# WHAT IS NEEDED:
Copy each line of the data beneath in which the word "lavender" appears.

──────── SOURCE INFORMATION

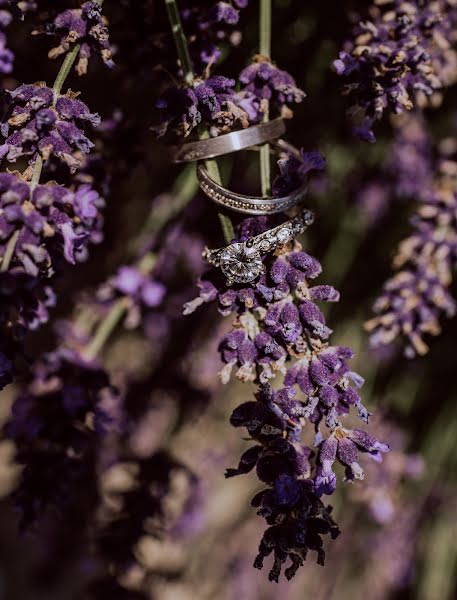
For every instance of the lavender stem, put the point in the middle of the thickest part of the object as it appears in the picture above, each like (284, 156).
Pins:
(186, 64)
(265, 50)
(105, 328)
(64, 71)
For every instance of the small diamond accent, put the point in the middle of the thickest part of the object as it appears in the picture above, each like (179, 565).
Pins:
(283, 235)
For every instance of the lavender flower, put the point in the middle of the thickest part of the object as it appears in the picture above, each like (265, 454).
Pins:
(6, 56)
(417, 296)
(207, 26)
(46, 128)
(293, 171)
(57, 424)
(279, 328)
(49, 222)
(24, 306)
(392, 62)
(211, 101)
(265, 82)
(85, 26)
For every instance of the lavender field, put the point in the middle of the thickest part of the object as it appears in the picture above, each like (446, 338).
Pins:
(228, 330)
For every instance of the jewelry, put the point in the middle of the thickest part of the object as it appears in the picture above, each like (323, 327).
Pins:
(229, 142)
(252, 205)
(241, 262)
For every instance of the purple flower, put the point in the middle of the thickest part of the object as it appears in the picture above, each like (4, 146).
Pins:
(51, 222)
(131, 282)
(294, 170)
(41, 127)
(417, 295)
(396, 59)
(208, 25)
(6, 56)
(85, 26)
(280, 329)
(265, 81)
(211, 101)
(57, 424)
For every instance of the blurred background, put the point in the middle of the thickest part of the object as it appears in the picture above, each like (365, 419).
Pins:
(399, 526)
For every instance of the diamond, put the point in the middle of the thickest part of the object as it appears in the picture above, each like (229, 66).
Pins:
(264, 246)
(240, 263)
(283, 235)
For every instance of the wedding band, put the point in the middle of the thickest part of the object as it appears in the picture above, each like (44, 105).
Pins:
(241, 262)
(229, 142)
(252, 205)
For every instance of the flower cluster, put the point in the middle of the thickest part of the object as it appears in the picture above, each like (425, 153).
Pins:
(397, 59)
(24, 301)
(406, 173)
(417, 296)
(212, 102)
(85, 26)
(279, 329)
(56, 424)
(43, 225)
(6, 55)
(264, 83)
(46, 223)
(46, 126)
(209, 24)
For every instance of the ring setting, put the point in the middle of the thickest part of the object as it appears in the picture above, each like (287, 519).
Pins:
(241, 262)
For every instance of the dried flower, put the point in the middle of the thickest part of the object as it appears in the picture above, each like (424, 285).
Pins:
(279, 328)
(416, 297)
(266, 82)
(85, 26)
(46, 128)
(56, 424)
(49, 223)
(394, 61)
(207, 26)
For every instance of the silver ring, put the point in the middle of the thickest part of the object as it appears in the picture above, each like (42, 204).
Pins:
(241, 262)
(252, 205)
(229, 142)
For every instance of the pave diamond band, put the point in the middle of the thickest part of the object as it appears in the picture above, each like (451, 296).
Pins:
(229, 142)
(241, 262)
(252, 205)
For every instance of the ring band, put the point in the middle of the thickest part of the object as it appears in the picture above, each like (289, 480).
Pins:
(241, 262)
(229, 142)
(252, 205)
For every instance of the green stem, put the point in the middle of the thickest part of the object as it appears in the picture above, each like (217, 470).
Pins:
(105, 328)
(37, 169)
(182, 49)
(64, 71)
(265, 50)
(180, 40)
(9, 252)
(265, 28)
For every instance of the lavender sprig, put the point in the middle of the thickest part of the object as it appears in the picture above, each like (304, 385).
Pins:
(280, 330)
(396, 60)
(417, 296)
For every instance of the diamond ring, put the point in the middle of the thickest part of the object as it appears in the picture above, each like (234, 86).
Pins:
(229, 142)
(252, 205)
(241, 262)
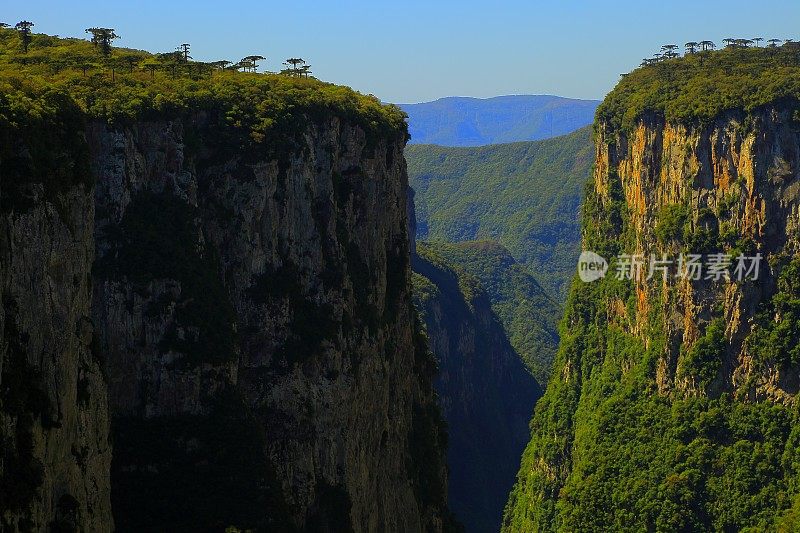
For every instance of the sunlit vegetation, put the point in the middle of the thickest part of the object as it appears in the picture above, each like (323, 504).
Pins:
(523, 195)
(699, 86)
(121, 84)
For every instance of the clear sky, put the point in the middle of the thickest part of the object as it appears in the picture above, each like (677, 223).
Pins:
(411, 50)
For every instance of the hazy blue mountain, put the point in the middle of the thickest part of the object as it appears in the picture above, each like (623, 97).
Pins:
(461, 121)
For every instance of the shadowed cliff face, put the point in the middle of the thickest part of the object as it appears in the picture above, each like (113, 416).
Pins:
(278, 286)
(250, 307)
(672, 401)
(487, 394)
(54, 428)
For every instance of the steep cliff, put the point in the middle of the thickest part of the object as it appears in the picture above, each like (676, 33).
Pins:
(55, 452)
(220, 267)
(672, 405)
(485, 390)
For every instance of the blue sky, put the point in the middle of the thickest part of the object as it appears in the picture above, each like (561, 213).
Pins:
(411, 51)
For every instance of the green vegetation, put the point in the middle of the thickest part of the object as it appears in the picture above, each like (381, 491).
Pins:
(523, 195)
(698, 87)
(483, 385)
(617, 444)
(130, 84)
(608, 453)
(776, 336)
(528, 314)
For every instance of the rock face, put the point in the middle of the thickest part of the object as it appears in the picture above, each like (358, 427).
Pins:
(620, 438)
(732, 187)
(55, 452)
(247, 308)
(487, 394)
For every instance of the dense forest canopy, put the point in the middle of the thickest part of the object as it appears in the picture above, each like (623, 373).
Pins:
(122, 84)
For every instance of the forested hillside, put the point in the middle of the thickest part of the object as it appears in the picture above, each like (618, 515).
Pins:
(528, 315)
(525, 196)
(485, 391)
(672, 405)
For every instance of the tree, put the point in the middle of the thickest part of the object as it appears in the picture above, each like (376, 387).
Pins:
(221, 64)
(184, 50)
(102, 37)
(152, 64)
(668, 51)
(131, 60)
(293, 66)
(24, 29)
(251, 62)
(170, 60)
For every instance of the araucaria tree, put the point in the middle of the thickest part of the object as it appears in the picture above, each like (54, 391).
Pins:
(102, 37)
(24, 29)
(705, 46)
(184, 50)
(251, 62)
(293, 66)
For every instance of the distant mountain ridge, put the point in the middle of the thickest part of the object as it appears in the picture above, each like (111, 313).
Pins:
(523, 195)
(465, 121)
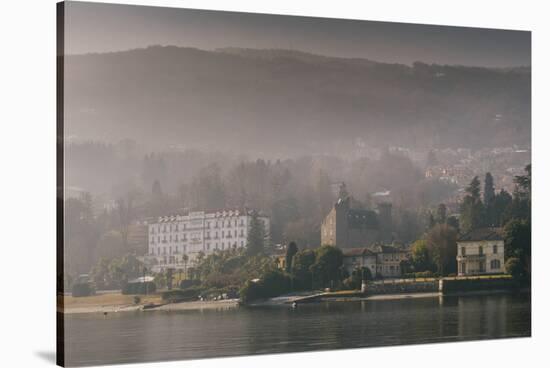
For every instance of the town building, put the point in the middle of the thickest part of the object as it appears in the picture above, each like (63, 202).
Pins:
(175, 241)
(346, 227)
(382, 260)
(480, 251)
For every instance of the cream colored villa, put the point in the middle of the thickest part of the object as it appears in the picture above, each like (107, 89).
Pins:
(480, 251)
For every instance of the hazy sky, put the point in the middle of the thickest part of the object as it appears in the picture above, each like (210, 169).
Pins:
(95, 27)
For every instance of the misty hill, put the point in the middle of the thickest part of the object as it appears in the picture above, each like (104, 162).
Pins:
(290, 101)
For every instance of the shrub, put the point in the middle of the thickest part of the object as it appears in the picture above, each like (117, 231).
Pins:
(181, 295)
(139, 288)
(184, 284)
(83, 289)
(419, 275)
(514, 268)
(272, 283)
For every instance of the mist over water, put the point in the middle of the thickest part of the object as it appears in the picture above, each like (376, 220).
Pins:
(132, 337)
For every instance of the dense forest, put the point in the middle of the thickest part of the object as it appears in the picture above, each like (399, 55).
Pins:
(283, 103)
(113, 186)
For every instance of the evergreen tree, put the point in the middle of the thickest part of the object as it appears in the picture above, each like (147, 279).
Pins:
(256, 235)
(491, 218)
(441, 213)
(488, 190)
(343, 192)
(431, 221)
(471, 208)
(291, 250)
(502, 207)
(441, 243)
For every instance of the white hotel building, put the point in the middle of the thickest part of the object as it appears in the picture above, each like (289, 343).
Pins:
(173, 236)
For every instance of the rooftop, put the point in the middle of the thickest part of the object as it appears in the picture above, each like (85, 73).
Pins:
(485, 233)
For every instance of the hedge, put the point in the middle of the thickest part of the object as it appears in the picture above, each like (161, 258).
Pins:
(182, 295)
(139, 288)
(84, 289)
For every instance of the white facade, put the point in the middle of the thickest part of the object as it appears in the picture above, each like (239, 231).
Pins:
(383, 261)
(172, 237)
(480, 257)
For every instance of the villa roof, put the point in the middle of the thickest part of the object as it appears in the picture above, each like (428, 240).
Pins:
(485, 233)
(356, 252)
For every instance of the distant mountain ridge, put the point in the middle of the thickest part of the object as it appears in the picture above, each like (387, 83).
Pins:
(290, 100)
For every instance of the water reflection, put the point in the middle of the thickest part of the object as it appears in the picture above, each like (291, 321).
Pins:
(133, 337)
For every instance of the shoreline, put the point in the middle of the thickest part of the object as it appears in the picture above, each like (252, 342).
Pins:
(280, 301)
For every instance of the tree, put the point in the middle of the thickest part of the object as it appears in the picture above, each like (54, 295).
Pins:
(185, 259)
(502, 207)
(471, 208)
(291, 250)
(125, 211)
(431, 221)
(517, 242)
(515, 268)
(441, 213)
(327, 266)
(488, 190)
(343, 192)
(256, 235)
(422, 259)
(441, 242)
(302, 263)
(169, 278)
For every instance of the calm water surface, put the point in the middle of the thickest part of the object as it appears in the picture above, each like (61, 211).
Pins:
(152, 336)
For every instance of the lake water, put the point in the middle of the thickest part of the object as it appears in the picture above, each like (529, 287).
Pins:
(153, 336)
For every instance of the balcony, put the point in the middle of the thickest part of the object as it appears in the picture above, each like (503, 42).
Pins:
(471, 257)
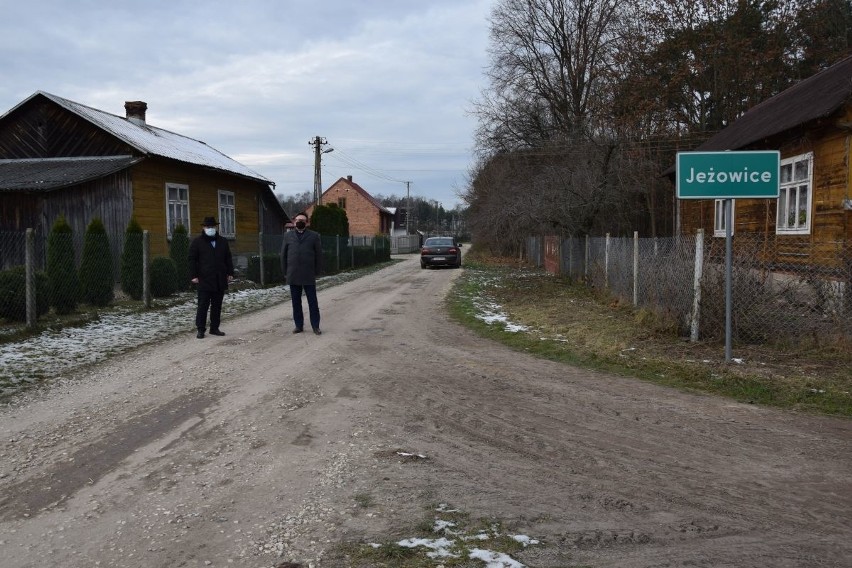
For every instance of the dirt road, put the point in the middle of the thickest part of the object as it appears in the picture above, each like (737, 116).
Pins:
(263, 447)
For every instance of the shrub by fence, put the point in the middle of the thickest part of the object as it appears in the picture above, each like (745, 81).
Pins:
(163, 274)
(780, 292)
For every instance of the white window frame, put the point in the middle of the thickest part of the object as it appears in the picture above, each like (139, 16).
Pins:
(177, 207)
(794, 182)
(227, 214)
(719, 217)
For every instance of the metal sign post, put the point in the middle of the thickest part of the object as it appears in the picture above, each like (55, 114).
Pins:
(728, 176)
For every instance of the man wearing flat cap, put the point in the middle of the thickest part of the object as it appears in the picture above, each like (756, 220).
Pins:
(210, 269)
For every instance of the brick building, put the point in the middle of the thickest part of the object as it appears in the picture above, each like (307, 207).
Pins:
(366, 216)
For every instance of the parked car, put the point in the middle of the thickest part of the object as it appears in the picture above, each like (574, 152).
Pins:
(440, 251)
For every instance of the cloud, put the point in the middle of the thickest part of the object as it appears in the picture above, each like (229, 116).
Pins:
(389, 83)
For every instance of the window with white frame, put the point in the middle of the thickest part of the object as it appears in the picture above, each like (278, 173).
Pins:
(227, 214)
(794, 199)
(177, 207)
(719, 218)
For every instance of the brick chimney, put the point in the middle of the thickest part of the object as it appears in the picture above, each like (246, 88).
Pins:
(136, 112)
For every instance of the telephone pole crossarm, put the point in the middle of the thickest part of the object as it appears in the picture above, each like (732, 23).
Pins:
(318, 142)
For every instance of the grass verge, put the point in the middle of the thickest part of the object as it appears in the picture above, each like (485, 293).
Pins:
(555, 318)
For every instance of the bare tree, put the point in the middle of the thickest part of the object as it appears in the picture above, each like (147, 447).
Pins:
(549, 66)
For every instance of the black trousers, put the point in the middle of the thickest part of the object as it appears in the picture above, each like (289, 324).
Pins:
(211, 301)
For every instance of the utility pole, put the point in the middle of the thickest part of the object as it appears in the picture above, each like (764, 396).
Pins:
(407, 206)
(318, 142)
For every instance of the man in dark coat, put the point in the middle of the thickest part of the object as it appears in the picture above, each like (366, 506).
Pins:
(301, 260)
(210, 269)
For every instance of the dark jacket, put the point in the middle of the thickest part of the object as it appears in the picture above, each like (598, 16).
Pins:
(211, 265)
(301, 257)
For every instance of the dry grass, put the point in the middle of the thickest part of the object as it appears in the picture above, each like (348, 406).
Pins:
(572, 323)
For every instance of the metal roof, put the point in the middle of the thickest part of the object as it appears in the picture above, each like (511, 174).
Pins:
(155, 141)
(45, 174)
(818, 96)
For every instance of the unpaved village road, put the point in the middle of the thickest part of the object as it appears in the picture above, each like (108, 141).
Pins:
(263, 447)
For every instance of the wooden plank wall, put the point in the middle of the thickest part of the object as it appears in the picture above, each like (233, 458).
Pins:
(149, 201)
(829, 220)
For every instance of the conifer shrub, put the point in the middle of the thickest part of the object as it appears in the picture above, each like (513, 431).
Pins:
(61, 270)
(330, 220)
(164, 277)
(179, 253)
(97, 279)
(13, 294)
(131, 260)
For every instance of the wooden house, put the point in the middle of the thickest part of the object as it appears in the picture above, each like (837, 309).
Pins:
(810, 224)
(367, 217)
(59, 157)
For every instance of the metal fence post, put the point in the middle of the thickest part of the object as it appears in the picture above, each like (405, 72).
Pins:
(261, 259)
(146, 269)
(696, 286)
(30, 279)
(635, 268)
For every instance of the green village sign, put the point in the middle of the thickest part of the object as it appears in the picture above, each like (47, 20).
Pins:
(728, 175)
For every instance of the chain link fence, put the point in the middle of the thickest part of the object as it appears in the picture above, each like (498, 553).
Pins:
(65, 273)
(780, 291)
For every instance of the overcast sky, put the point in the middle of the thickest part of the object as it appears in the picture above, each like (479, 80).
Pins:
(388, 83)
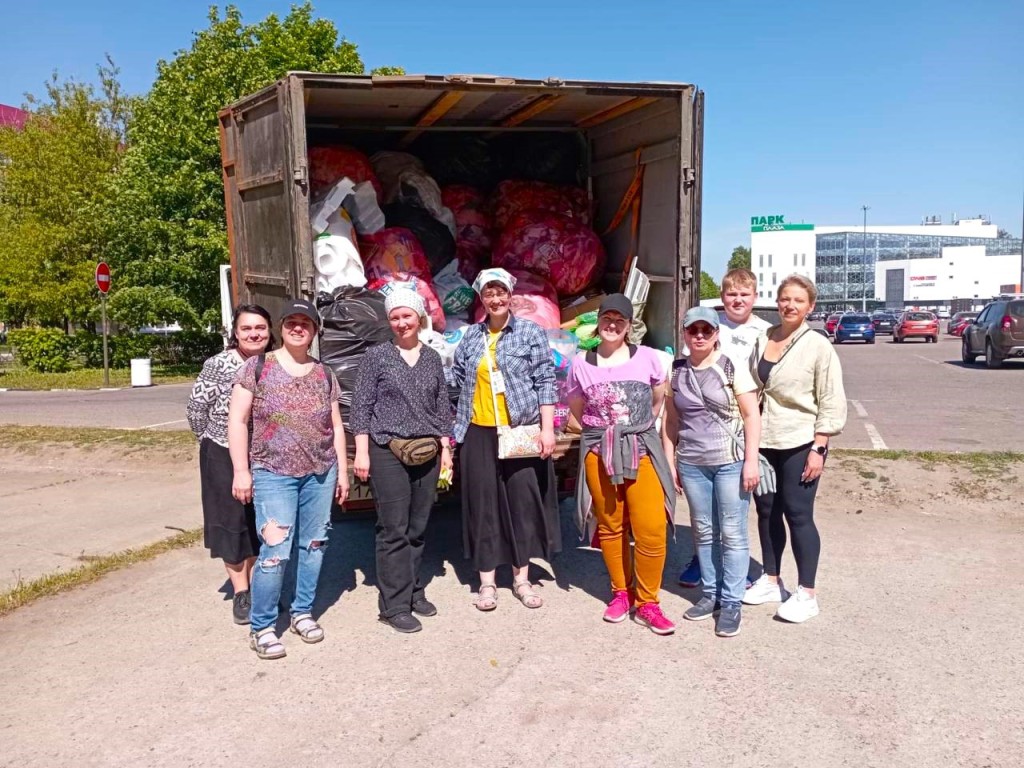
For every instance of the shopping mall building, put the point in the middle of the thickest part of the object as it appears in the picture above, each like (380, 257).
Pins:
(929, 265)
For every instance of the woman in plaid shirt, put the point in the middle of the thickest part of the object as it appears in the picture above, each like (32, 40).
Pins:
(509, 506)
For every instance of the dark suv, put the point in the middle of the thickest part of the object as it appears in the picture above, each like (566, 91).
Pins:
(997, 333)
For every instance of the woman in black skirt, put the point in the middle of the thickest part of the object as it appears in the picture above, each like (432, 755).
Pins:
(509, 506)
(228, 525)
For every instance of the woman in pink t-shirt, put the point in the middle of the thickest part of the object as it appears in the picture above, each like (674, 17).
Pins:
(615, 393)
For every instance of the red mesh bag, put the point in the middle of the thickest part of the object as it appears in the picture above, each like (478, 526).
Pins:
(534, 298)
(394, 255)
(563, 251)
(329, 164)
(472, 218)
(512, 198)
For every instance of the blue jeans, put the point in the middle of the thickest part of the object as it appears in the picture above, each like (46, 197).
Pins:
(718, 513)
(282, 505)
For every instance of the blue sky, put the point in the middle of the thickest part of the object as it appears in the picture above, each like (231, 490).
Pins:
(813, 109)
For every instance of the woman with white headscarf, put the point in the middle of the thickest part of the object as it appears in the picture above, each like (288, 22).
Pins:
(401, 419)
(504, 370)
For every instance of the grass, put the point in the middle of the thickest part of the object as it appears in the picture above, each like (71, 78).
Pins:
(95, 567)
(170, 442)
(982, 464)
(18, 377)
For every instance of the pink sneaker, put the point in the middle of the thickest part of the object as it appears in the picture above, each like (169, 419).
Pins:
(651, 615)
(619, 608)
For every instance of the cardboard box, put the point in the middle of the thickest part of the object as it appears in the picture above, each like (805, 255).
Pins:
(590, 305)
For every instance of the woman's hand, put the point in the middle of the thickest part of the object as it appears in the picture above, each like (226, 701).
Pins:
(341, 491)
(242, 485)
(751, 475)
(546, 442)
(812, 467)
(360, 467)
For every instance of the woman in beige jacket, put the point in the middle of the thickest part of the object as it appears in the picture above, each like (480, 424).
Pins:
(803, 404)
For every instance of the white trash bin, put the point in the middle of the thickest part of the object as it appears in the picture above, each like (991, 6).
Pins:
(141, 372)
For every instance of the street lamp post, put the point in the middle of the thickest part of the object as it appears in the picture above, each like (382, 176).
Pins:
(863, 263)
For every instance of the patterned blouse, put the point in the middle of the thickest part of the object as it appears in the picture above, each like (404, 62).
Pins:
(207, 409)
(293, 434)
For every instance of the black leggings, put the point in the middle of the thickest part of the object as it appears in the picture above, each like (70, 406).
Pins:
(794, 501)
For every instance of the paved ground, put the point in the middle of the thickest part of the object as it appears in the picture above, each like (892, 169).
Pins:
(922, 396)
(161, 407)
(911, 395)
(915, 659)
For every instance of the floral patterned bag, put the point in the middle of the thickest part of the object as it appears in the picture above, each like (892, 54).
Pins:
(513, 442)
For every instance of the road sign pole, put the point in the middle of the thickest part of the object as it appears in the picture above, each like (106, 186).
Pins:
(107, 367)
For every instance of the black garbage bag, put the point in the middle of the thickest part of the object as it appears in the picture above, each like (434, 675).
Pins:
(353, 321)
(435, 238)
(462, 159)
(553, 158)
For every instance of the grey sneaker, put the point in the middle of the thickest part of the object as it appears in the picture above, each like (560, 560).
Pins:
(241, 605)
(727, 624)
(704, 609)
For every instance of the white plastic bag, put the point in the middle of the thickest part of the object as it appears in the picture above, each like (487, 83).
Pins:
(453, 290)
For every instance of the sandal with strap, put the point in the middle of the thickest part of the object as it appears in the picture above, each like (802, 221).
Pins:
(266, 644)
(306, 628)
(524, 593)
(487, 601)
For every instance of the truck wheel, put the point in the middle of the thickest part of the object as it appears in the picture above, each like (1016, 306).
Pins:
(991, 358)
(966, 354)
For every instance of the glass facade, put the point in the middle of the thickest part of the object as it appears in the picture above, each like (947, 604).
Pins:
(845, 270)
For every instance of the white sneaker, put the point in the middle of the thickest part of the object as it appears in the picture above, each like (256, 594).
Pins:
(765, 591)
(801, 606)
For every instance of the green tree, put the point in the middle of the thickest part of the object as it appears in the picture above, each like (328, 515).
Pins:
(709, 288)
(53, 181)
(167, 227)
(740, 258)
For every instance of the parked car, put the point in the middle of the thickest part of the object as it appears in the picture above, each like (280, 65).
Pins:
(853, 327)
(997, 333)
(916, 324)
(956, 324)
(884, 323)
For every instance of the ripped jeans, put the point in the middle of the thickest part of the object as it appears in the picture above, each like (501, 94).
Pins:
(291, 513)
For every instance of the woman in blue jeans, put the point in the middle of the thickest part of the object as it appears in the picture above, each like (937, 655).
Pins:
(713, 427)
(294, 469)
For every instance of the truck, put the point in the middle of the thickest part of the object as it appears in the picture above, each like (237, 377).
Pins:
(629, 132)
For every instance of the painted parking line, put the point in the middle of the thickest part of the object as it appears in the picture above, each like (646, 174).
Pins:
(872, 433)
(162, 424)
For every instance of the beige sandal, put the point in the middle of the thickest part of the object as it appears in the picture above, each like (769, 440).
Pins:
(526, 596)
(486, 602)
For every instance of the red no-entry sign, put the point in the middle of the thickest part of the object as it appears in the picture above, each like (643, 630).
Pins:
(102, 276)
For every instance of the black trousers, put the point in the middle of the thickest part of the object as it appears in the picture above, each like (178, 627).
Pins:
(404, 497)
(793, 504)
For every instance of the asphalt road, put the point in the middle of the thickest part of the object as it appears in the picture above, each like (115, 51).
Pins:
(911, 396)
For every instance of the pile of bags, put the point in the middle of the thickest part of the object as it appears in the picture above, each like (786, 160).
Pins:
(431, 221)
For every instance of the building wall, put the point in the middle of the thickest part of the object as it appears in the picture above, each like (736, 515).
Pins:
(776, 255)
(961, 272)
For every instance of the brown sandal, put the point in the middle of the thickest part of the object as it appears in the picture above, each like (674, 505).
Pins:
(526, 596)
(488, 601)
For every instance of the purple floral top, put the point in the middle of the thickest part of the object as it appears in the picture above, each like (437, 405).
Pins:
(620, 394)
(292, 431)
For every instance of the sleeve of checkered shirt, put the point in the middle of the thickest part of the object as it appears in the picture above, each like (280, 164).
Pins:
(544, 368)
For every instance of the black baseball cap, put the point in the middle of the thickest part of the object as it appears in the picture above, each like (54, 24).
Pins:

────────────────

# EXERCISE RESPONSE:
For every instance of the lavender stem, put the point in the middle of the thickest part of the object as it appears in the picture above, each like (284, 156).
For every instance of the lavender flower, put the point in the middle of the thickest part of the object as it appears in the picture above, each like (265, 454).
For every instance of the lavender field, put the point in the middle of the thickest part of the object as it appears in the picture above, each like (446, 338).
For every instance of the lavender sprig, put the point in the middle of the thickest part of the object as it appears in the picture above, each like (304, 385).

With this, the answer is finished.